======== Source document ========

Bonnie B. Blanchfield, C.P.A., Sc.D., James L. Heffernan, M.B.A., Bradford Osgood, Rosemary R. Sheehan, M.B.A., and Gregg S. Meyer, M.D., M. Sc.
B. B. Blanchfield, J. L. Heffernan, B. Osgood et al., “Saving Billions of Dollars—and Physicians’ Time—by Streamlining Billing Practices,” Health Affairs Web First, April 29, 2010.
The U.S. system of billing for health care is complex, expensive, and inefficient. Excessive administrative complexity costs physicians nearly 12 percent of their net patient service revenue, according to a Commonwealth Fund–supported study. Streamlining administrative processes associated with the billing and payment of medical providers could save $7 billion annually, and save four hours per week of physicians' time and five hours of support staff time.
The administrative costs involved in paying health care providers are a well-known contributor to rising health care costs overall. In most cases, a third party—a health plan or insurance company—handles the payment transaction between the provider and patient. This system requires certain administrative controls or processes to ensure financial security, yet there is evidence that the complexity exceeds what is necessary to comply with the rules and ensure accurate and timely payment. Such excessive complexity adds costs and additional work hours for physicians and their staff, without adding any benefit. In this study, researchers analyzed the administrative costs of a large multidisciplinary physician organization that works with multiple payers, each with different requirements and rules. After identifying all the functions identified with billing, processing, and payment, they then devised a new, streamlined model to determine the burden of excessive administrative complexity.

======== Information provided ========

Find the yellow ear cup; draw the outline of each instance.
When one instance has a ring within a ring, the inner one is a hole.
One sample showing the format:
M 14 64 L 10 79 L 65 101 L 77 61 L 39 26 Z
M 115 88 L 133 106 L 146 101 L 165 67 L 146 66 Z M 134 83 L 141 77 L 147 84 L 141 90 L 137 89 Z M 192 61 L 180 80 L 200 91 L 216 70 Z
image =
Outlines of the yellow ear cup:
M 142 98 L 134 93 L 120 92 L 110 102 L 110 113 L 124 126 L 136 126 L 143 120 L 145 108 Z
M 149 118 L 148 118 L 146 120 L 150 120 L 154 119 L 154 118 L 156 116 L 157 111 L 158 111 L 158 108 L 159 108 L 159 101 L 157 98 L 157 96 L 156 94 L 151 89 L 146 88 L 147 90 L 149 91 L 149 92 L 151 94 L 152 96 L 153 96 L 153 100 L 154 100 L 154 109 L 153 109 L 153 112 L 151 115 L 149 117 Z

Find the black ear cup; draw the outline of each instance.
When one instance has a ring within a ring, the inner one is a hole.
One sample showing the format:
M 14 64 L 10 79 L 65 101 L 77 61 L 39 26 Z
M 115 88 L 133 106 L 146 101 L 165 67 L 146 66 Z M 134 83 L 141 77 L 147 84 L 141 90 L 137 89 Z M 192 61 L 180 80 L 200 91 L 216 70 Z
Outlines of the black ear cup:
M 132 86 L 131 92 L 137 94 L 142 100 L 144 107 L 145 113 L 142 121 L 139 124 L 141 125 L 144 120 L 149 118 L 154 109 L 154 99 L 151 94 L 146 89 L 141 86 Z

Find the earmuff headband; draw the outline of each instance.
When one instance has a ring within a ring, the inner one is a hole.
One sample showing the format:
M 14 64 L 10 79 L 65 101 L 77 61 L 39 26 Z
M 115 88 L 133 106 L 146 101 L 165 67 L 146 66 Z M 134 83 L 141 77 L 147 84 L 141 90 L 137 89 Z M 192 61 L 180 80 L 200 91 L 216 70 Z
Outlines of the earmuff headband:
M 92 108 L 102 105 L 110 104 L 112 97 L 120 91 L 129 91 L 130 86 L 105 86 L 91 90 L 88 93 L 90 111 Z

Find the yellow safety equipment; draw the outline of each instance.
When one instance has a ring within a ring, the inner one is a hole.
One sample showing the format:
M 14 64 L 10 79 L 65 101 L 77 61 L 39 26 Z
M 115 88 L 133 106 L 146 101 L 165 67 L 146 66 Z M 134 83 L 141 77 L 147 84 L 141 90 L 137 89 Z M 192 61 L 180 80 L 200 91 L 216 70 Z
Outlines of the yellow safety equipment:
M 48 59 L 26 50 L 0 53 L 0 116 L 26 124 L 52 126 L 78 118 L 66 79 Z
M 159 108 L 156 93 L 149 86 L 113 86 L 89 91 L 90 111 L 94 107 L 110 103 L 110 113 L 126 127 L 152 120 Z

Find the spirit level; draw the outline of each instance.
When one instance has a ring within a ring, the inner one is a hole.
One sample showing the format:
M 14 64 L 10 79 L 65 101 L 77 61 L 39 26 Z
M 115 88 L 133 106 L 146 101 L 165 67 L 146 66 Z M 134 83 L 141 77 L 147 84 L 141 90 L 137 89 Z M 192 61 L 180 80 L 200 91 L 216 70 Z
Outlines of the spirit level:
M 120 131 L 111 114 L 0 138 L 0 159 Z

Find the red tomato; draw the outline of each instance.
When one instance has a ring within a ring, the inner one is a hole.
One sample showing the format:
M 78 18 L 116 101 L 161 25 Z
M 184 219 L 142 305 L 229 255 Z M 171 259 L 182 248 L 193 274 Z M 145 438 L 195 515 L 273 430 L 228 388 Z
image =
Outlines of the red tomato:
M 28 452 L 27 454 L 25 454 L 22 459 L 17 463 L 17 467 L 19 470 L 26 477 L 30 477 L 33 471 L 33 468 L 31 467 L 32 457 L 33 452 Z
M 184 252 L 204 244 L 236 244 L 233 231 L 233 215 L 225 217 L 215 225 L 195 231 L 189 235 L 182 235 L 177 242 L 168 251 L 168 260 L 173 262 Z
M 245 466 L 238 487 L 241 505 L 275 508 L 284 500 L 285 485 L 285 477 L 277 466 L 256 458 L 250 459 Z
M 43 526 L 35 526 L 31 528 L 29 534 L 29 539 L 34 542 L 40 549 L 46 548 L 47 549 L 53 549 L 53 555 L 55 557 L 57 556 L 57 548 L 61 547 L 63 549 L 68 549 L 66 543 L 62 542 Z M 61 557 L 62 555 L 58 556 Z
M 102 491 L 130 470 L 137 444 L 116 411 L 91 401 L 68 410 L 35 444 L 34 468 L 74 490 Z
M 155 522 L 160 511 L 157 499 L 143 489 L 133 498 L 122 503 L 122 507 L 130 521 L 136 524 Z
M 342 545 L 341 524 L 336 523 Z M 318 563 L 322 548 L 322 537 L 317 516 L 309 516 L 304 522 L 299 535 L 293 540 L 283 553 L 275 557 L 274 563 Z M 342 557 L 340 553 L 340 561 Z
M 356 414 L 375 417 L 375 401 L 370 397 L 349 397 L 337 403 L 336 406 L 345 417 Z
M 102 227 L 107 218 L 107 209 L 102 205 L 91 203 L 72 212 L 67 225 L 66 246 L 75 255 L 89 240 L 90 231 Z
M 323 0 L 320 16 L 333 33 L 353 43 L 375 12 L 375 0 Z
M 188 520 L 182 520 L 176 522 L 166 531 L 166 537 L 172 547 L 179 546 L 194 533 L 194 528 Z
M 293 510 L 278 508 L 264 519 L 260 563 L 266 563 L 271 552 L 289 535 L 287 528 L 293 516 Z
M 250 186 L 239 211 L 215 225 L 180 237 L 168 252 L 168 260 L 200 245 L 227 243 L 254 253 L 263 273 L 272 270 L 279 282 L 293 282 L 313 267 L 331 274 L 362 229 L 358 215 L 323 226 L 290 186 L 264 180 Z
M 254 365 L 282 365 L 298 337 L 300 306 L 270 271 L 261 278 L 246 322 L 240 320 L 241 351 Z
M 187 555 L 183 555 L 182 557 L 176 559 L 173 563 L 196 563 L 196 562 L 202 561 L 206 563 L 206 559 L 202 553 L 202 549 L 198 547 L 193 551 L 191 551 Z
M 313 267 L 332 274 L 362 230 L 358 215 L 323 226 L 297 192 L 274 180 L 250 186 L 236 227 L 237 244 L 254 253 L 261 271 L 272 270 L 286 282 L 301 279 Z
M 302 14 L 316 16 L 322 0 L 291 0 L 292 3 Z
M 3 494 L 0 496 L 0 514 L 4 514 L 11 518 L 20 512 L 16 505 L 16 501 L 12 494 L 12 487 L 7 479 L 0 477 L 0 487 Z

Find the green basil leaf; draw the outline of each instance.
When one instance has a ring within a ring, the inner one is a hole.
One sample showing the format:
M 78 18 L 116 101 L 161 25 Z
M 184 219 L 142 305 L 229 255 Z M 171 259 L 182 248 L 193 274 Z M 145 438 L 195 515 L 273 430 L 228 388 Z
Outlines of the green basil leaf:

========

**Exercise directions**:
Extend the summary of the study on streamlining physician billing, beginning right after its final sentence.

**Response below**:
While some administrative tasks will always be necessary to process claims for payment, among other tasks, the U.S. health care system is plagued by "byzantine systems of rules and regulations." The result is a costly and growing bureaucracy that takes resources away from patient care. The authors recommend streamlining administrative services by developing a single, transparent set of payment rules for multiple payers, a single claim form, and standard rules of submission. They point out that these innovations would not necessarily decrease the diversity of insurance product offerings or adversely affect choice.
The authors analyzed the administrative workload at a physicians' organization affiliated with a large, urban, academic teaching hospital. The organization works with multiple payers, all with different payment requirements. First, the authors identified administrative functions, staffing, and associated costs related to the billing, processing, and payment of claims in 2006. Then, using a model that was stripped of the excessive complexity, they estimated the costs of processing the same claims.
Streamlining administrative costs associated with the billing and payment of medical providers could save $7 billion annually, and save four hours per week of physicians' time and five hours of support staff time.